**TEXTE CITÉ**
****

Un point crucial soulevé par de nombreux intervenants dans cette commission est la nécessité de la stabilité. Il est compréhensible que pour un engagement dans une ligne de production, particulièrement à votre échelle, les conditions initiales doivent rester cohérentes avec les conditions finales. La mondialisation rend impossible la mise en place d’un système purement national dans un domaine tel que les semi-conducteurs.

J’apprécie particulièrement vos explications sur l’utilisation des subventions. Il est en effet primordial de pouvoir suivre précisément l’allocation des fonds publics, malgré la lourdeur administrative que cela peut impliquer.

Concernant l’Europe, j’aimerais aborder la question des dérogations. Dans le contexte actuel de discussions sur une nouvelle simplification, le sujet des semi-conducteurs n’a pas été spécifiquement traité. Pensez-vous que le principe de dérogation pourrait être une solution pertinente pour votre secteur ? L’idée serait de vous exempter de certaines normes ou obligations européennes pour faciliter votre fonctionnement et améliorer vos perspectives d’avenir. Cette approche vous semblerait-elle bénéfique ?

****

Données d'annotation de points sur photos
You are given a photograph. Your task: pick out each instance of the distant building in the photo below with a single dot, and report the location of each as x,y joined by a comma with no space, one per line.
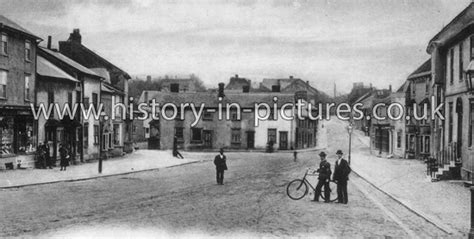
18,139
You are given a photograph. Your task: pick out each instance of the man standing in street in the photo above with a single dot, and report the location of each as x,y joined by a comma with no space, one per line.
221,166
324,176
341,176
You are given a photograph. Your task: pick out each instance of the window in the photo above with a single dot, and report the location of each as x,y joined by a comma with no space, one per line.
27,50
96,134
275,88
174,87
208,116
461,70
95,101
472,47
450,126
27,87
117,134
3,84
234,115
51,102
471,120
271,135
399,139
178,132
451,66
196,134
235,136
4,44
427,144
86,135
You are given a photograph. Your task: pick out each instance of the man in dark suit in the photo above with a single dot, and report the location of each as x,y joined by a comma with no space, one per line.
324,176
221,166
341,176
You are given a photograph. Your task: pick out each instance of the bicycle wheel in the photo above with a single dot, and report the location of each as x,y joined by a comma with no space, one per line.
297,189
332,190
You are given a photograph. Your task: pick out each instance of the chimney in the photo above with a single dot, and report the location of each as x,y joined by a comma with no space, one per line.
49,42
221,90
75,36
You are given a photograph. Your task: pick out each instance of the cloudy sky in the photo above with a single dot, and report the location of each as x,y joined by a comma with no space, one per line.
341,41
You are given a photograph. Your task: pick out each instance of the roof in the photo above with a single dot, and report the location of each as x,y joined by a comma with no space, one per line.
70,62
46,68
423,70
462,20
5,22
126,75
210,99
104,73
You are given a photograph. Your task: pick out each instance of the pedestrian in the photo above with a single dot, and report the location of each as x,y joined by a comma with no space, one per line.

****

**CONSIGNE**
D'après le texte cité, qu'est-ce qui rend impossible un système purement national dans le domaine des semi-conducteurs ? Ces lignes n'ont aucun lien avec le texte cité.

**RÉSULTAT OBTENU**
La mondialisation.